Aim of the task » Render everything in the listing from the line containing "Can you see the cypress" down to the line containing "[[438, 119], [43, 120]]" as a numbered list, leaving out any blank lines.

**** Dataset entries ****

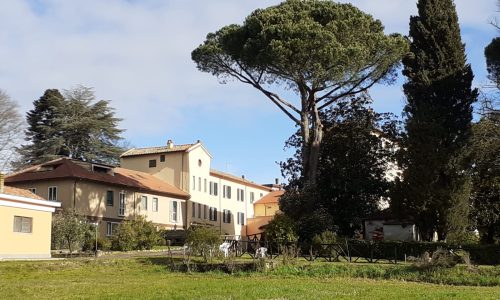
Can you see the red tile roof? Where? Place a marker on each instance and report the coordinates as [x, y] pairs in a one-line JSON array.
[[237, 179], [272, 197], [156, 150], [21, 193], [64, 168]]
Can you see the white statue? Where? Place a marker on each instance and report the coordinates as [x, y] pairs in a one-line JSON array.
[[261, 252], [225, 248]]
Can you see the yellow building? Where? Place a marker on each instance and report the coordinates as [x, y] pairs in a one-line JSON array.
[[25, 223], [219, 199], [265, 209], [105, 194]]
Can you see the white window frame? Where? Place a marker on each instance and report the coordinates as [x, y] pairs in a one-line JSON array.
[[110, 227], [52, 196], [213, 214], [241, 195], [112, 198], [226, 216], [24, 227], [241, 218], [122, 204], [174, 211], [214, 188], [144, 202], [154, 204]]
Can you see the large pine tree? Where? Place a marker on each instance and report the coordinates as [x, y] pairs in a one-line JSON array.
[[438, 119]]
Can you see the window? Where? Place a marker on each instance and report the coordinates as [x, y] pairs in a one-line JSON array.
[[111, 228], [23, 224], [173, 211], [152, 163], [214, 188], [226, 191], [226, 216], [155, 204], [144, 203], [121, 208], [213, 214], [110, 197], [241, 195], [241, 218], [52, 193]]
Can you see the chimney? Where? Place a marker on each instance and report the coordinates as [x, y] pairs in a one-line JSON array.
[[1, 182]]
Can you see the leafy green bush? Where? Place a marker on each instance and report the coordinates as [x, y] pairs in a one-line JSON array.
[[281, 229], [138, 234], [69, 229], [204, 241]]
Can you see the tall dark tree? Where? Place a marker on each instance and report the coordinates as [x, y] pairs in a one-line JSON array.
[[43, 133], [357, 155], [11, 127], [321, 50], [74, 125], [438, 119]]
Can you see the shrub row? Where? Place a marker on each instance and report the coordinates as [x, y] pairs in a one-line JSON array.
[[479, 254]]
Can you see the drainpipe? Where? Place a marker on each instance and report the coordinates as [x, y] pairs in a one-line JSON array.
[[74, 195], [2, 182], [220, 205]]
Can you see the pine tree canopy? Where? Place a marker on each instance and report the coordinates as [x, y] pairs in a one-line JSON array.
[[438, 114]]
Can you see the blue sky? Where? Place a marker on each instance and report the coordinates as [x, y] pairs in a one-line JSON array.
[[136, 54]]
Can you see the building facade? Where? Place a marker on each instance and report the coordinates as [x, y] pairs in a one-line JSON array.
[[25, 223], [216, 198], [105, 194]]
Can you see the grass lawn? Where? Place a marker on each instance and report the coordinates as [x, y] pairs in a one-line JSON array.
[[145, 278]]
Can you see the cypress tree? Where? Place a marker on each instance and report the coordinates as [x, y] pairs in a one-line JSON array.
[[438, 119], [43, 120]]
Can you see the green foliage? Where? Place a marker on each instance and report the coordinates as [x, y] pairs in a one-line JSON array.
[[10, 125], [69, 229], [438, 119], [204, 241], [485, 172], [147, 278], [357, 150], [138, 234], [321, 50], [281, 229], [72, 124]]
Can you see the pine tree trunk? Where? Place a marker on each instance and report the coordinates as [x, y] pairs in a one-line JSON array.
[[312, 136]]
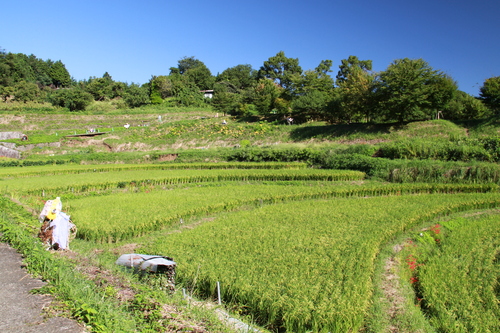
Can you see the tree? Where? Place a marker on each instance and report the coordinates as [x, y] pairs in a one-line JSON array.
[[350, 65], [226, 99], [100, 87], [135, 96], [354, 97], [196, 71], [27, 91], [266, 93], [411, 90], [465, 107], [59, 74], [317, 79], [281, 70], [310, 106], [74, 99], [240, 76], [490, 93]]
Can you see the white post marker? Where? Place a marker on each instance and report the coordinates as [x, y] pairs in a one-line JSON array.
[[218, 293]]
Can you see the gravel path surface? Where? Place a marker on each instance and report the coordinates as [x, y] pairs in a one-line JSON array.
[[21, 312]]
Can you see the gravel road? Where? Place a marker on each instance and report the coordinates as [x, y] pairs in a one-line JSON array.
[[21, 311]]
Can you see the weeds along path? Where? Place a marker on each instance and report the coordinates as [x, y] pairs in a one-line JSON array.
[[22, 311]]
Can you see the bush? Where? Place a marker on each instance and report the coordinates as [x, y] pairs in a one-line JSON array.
[[73, 99]]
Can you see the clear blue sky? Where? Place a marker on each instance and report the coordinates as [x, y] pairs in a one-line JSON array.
[[133, 40]]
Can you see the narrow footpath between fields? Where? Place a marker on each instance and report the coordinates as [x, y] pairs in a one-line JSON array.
[[22, 312]]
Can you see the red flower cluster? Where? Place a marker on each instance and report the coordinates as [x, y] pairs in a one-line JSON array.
[[412, 262], [436, 229]]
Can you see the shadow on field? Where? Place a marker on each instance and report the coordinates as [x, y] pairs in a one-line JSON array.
[[343, 130]]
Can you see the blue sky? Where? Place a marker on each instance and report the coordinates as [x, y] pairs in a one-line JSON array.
[[133, 40]]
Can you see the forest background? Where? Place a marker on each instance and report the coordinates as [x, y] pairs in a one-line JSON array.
[[408, 90]]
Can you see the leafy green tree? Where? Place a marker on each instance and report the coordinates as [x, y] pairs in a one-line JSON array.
[[74, 99], [354, 97], [265, 96], [240, 76], [310, 106], [317, 79], [196, 72], [59, 74], [281, 70], [349, 66], [27, 91], [185, 92], [464, 107], [226, 98], [412, 90], [100, 87], [161, 87], [489, 93], [135, 96]]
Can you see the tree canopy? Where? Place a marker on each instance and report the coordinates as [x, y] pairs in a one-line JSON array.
[[409, 89]]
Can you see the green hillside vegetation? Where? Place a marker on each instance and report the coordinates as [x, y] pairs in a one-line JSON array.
[[365, 203]]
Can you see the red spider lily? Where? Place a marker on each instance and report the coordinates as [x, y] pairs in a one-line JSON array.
[[436, 229]]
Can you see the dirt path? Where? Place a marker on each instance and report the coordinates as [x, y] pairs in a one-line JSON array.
[[21, 311]]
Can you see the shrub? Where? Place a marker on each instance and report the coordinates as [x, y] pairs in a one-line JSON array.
[[73, 99]]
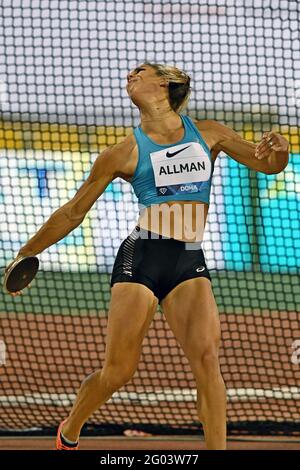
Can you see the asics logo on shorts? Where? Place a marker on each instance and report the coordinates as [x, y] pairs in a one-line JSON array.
[[200, 269]]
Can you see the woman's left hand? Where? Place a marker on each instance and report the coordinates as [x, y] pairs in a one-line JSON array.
[[269, 143]]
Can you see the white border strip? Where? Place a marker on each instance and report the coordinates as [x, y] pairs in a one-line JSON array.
[[153, 397]]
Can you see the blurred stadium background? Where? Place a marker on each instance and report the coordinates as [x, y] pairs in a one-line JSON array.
[[63, 72]]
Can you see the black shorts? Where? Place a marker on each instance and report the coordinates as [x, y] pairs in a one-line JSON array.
[[160, 264]]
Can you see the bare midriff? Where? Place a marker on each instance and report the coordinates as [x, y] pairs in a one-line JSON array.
[[182, 220]]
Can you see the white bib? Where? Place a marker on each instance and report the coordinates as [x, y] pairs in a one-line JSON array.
[[180, 169]]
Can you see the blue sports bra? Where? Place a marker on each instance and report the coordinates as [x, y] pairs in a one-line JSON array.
[[175, 172]]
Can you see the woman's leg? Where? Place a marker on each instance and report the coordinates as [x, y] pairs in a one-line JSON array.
[[192, 314], [131, 311]]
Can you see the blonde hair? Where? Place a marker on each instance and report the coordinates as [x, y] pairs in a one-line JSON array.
[[179, 84]]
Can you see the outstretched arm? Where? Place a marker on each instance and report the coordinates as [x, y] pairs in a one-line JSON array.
[[71, 214], [270, 156]]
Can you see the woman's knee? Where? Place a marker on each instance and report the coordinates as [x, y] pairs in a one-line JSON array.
[[205, 361]]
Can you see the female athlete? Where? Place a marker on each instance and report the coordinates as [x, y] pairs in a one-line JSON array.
[[169, 160]]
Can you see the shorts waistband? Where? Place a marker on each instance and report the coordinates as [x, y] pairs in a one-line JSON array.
[[144, 234]]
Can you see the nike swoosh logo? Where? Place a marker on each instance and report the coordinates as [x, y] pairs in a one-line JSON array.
[[168, 154]]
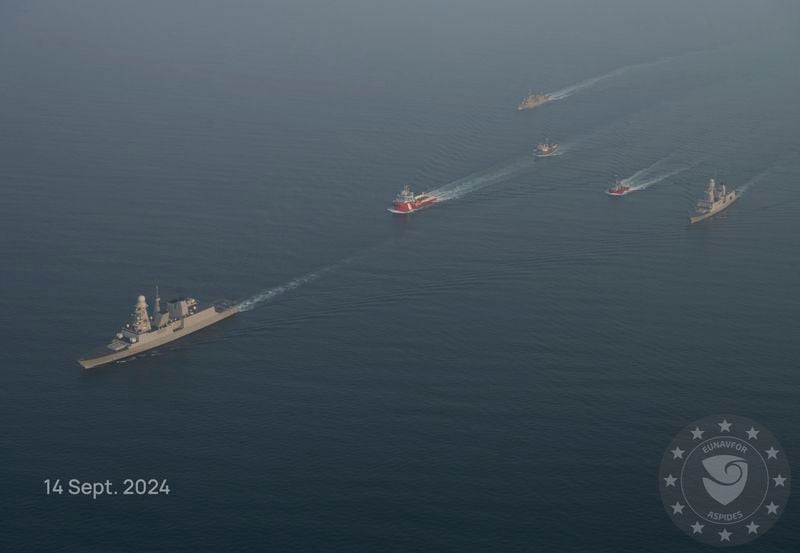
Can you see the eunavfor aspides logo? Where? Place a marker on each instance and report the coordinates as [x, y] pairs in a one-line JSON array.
[[724, 480]]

****

Output »
1. Can you see the cypress tree? Where? Place a marker on each instance and report the coordinates as [x, y] pairs in a one-line JSON array.
2. [[438, 119], [43, 120]]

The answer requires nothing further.